*** Opening Document text ***

NPR is streaming brand new albums this week from Hospitality (who perform Feb 5 in the Entry), Quilt (Feb 7 in the Entry), and Dum Dum Girls (April 1 at the Triple Rock). Click through the links below to check out each band’s latest before their upcoming Minneapolis shows:
NPR First Listen: Hospitality – Trouble
On its self-titled debut, the charming Brooklyn pop-rock band Hospitality burst out of the gate like a batch of 4.0 GPA indie-rock students, not unlike their forerunning New York City bros in Vampire Weekend. With songs that crushed out on coworkers and wrapped heartache in cheap dresses, frontwoman Amber Papini managed a balancing act of post-collegiate insouciance and soul, channeling The Velvet Undergound’s prettier moments with knowing, Belle & Sebastian-style naivete. More than one observer described Hospitality by invoking a cardigan. By comparison, the band’s second album is more of a leather jacket. Listen to “I Miss Your Bones,” whose muscular staccato suggests a geekier version of The Who circa The Who Sell Out, with Papini’s minimalist New York City guitar blowing smoke rings alongside bandmate (and husband) Nathan Michel’s Keith Moon-y drum outburst.
Hospitality, 2/5 in the 7th St Entry
NPR First Listen: Quilt – Held in Splendor
Quilt is the perfect name for this band, whose every song seems to seamlessly knit together at least three distinct tunes. There’s a sense of adventure, shifting perspectives and surprise in these pop treasures, each of which feels like a long jam distilled to its essence. At their heart are harmonies and guitars that recall the golden age of The Byrds, whose own high, ringing guitar tones were mixed with two- and three-part vocal harmonies. In Quilt, those harmonies primarily belong to Shane Butler and Anna Fox Rochinski, who also play the guitar lines that intertwine with their voices. In addition to arranging strings, drummer John Andrews often lends a third voice. Held in Splendor is the second album from this band of visual artists, who found each other at the School of the Museum of Fine Arts in Boston.

*** Closing Document text ***
*** Opening Records supplied ***

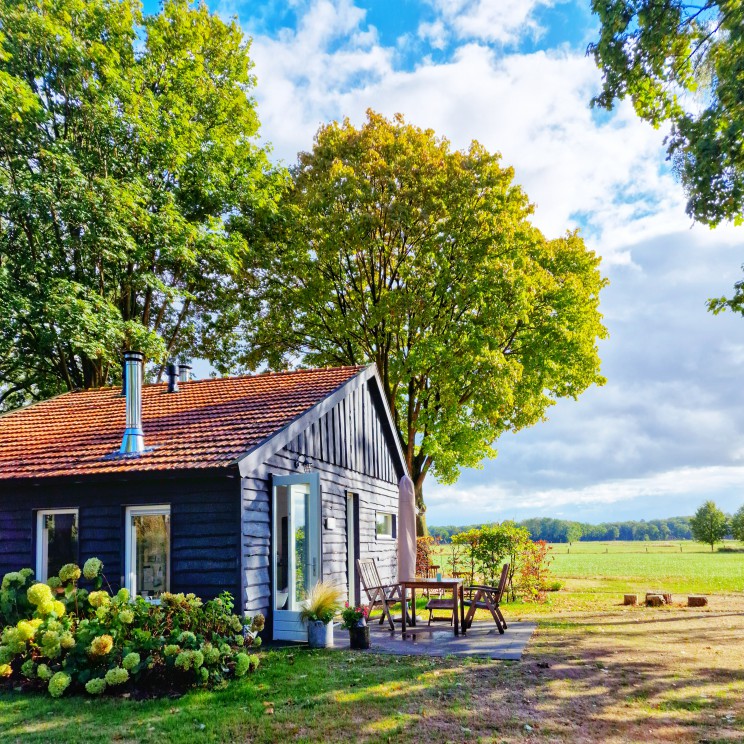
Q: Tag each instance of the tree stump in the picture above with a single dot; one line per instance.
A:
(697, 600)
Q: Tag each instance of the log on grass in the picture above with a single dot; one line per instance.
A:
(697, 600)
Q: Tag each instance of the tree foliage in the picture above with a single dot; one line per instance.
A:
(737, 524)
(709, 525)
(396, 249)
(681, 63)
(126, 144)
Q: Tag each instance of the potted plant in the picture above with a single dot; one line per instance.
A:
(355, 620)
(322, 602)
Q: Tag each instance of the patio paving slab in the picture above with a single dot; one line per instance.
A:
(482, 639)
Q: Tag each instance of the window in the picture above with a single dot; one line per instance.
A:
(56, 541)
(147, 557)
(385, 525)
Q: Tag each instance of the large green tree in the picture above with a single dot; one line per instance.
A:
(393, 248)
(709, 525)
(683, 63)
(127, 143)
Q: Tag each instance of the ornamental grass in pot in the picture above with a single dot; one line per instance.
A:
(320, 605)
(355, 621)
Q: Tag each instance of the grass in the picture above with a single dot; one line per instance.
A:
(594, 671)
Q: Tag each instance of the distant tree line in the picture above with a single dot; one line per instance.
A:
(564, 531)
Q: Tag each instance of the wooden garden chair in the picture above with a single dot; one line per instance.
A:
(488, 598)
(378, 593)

*** Closing Records supplied ***
*** Opening Records supplied ***

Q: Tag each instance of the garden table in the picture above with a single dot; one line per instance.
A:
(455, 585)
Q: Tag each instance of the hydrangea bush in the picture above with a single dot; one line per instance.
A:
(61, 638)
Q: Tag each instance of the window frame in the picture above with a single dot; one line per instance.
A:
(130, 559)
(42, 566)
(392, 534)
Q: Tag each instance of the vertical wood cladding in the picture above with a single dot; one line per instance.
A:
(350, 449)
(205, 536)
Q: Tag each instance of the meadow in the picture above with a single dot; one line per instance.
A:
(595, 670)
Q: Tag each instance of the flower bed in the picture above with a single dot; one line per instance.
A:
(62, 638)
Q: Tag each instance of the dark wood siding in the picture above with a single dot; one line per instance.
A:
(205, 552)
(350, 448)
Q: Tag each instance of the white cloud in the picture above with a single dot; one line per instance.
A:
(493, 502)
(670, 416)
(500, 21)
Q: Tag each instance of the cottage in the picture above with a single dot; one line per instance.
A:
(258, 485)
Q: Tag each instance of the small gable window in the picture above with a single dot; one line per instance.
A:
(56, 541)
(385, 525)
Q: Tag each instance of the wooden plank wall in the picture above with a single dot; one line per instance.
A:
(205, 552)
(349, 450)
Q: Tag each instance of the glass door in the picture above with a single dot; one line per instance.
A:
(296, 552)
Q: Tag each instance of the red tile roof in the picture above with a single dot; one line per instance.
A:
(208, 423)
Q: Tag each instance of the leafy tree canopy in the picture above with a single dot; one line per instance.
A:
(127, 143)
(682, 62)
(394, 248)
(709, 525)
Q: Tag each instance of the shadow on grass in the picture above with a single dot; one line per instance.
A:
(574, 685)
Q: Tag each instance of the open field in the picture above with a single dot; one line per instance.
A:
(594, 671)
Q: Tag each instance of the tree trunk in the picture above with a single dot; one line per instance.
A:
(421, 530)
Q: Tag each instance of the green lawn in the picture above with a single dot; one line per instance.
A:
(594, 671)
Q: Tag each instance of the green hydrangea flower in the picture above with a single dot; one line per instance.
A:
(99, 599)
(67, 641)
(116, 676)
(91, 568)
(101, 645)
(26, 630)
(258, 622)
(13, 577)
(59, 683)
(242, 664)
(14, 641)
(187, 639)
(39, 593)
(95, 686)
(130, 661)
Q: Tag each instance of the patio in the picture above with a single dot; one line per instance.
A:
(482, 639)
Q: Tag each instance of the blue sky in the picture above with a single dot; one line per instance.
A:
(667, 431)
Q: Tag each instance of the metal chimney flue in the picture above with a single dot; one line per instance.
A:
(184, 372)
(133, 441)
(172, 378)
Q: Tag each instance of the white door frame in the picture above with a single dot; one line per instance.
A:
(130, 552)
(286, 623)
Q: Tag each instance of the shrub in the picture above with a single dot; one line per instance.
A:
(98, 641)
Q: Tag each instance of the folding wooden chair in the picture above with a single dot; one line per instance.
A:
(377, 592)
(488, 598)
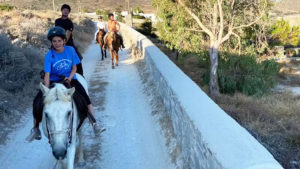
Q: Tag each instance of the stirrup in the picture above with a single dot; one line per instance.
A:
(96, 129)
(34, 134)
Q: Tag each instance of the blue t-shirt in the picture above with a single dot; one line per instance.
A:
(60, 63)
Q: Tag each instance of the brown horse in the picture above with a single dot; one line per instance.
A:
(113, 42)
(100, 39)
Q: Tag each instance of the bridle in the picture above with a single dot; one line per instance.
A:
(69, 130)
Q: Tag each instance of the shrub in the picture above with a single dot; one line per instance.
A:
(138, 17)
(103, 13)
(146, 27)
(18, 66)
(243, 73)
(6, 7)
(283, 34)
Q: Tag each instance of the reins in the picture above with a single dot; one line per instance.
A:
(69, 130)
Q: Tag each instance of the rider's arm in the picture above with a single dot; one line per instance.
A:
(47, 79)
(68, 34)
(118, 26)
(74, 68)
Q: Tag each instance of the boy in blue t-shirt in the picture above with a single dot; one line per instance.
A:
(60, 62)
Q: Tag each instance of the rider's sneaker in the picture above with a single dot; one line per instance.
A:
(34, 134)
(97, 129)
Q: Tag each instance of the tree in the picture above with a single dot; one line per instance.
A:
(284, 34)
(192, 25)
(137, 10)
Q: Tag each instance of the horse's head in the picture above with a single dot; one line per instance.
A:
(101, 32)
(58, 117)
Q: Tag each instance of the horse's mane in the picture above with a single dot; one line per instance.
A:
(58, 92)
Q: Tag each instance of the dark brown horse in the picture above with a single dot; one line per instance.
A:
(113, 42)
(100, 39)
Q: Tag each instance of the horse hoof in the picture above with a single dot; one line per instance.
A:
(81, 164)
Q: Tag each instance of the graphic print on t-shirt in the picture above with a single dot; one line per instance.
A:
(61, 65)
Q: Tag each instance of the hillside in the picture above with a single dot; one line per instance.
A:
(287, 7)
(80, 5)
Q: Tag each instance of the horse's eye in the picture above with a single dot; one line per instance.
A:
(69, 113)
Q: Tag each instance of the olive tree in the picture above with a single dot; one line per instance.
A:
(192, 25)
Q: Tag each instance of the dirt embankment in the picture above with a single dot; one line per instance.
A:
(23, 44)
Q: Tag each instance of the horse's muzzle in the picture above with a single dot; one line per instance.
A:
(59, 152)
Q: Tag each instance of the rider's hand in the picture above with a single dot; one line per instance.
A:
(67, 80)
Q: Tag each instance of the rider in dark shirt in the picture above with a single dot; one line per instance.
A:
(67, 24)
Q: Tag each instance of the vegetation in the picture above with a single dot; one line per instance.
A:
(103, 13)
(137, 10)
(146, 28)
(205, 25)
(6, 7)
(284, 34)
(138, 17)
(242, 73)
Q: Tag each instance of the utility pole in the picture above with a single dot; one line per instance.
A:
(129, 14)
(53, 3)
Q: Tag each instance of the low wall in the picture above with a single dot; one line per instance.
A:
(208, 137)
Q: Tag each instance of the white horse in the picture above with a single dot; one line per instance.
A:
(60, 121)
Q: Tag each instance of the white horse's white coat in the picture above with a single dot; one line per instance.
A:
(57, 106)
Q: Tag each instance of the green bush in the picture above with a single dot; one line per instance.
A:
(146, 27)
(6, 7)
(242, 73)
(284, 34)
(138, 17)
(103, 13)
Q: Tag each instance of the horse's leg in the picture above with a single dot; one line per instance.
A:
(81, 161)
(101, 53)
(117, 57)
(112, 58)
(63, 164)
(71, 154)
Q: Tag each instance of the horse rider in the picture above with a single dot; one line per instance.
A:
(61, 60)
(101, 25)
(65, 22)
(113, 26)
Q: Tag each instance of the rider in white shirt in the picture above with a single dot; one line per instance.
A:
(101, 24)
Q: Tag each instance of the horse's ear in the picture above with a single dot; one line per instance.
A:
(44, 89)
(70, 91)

*** Closing Records supplied ***

## Set of tasks
A - Using the NPR album preview, answer these:
(i) When and where do Dum Dum Girls play in Minneapolis?
(ii) Who plays drums in Hospitality?
(iii) At what school did the members of Quilt find each other?
B - Could you take the NPR album preview further, starting after its last sentence?
The listing has no connection to the NPR album preview.

## List of answers
A -
(i) April 1 at the Triple Rock.
(ii) Nathan Michel.
(iii) The School of the Museum of Fine Arts in Boston.

B -
Quilt, 2/7 in the 7th St Entry
NPR First Listen: Dum Dum Girls – Too True
Dee Dee Penny and her band Dum Dum Girls made their name on primitivism, only to demolish the expectations they’d created for themselves. Even the name Dum Dum Girls suggests adherence to the garage-bound basics, and the group’s early recordings follow suit. But the new Too True is different: A streamlined record, it borrows the cool, plainspoken efficiency of its predecessors while slickening and smartening the songs themselves. Too True finds Penny calling on the assistance of Richard Gottehrer (who wrote “My Boyfriend’s Back,” “Hang On Sloopy” and “I Want Candy,” among others) and The Raveonettes’ Sune Rose Wagner, both of whom know their way around garage-rock — and both of whom help Dum Dum Girls split the difference between the guitar-fueled rumble of a ’60s basement and the synth-friendly shimmer of an ’80s studio. But the additional polish never overwhelms the songwriting.